» Trecho selecionado
________

Uma melhor distribuição de tarefas no processo penal com maior proatividade das partes - O juiz das garantias é representa uma revolução do sistema processual, conferindo maior participação e responsabilidade às partes.

quinta-feira, 5 de novembro de 2020

Atualizado às 11:21

 (Imagem: Arte Migalhas)

(Imagem: Arte Migalhas)

O pacote anticrime, lei 13.964, de 24 de outubro de 2019, introduziu, na ordem processual, o juiz das garantias. A compreensão deste sistema é simples: as funções judiciais de exame da legalidade de medidas cautelares e invasivas na fase de investigação são realizadas por um juiz; a instrução e julgamento do processo são empreendidos por outro. O juiz que autoriza as medidas coercitivas pré-processuais (cautelares e invasivas) não é o mesmo que instrui e julga, muito embora não haja impedimento que este último, mediante prévio requerimento, as autorize.

Trata-se de um único processo e que tramita em uma mesma instância. O juízo e a instância são unas. Instâncias são graus hierárquicos recursais. Não há recurso do juiz das garantias para o juiz de instrução. A instância de ambos magistrados é a mesma.

________

» Tarefa obrigatória 1
Diga se cada afirmação abaixo está de acordo com o texto sobre o juiz das garantias, respondendo sim ou não e citando as palavras do texto que decidem a questão. (a) O juiz das garantias foi introduzido pela lei 13.964, de 24 de outubro de 2019. (b) Cabe recurso do juiz das garantias para o juiz de instrução. (c) O juiz que instrui e julga está impedido de autorizar medidas cautelares e invasivas.
» Tarefa obrigatória 2
Dê seguimento ao texto sobre o juiz das garantias, começando logo após a última frase apresentada.

» Conteúdo dos dados
________

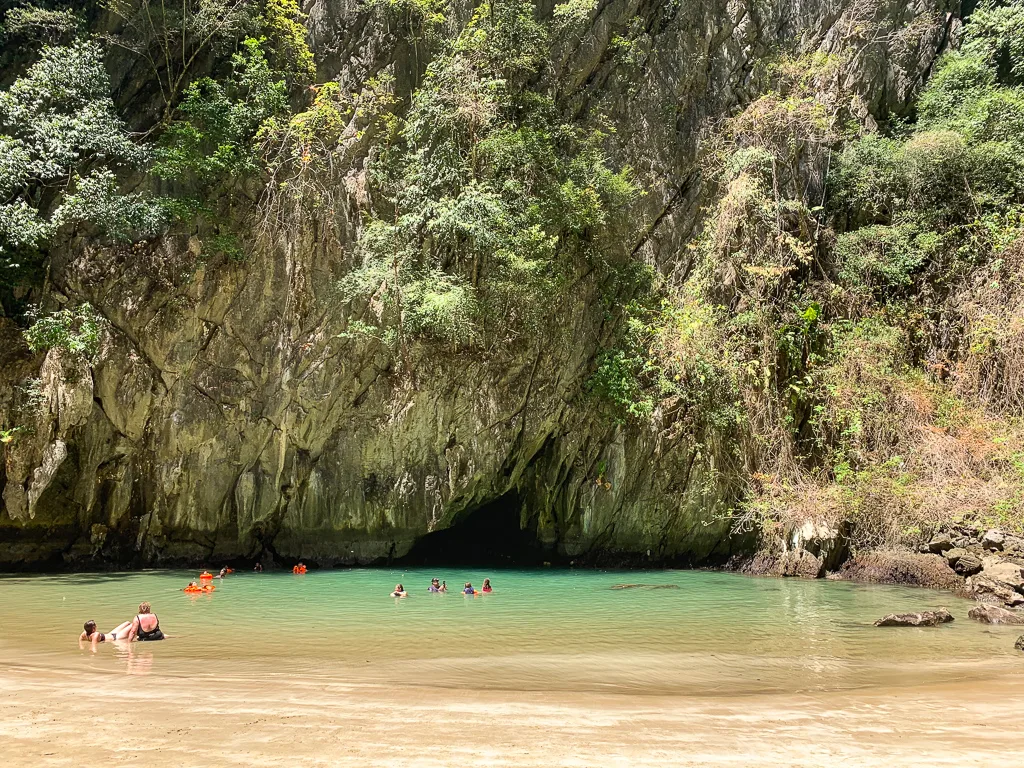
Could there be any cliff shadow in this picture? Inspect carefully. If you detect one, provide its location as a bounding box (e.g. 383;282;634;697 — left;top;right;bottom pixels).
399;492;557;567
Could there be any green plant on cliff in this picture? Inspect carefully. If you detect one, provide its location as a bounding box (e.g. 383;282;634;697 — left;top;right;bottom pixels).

________

» Resposta escrita 1
(a) Sim: "O pacote anticrime, lei 13.964, de 24 de outubro de 2019, introduziu, na ordem processual, o juiz das garantias."
(b) Não: "Não há recurso do juiz das garantias para o juiz de instrução."
(c) Não: "muito embora não haja impedimento que este último, mediante prévio requerimento, as autorize."

» Resposta escrita 2
Não obstante criado e regulado por alguns poucos dispositivos normativos, configura uma profunda transformação da persecução criminal. É um salto em direção à efetividade da justiça criminal, a qual consiste, grosso modo, na absolvição dos inocentes e condenação dos culpados, ou seja, na proteção de dois princípios constitucionais fundamentais integrantes da relação processual: a garantia individual e a segurança pública. Enfatizamos: o ganho de efetividade é real para os dois princípios. A codificação de 1941 é o procedimento selvagem. O juiz das garantias representa sua domesticação. É a relação processual civilizada. O Código de Processo Penal, embora date de 1941, foi, no curso dos anos, sendo modificado, adaptando-se aos novos tempos e novas realidades. Seu aprimoramento tem sido constante. Não é um texto desatualizado, muito embora necessite de algumas alterações, especialmente na parte recursal - o que não nos parece tarefa difícil -, e de revogação expressa de alguns dispositivos que já se encontram tacitamente revogados. O juiz das garantias ingressou no trem de refinamento da norma processual. Com nomenclaturas diversas, já se encontra em prática em diversos países, entre os quais, Itália, Portugal, França, Alemanha, México, Chile, Paraguai e Colômbia. Não é, por conseguinte, inovação nacional. Sabe-se que a circunstância de um instituto estar em vigor em outros países não constitui certificado de eficiência. É preciso colocá-lo a funcionar para saber de seus defeitos e qualidades. A advertência que convém fazer é a de que devem ser afastadas dessa avaliação as motivações políticas e ideológicas, dado que elas, vaporizando a lógica, aniquilam o pensamento jurídico.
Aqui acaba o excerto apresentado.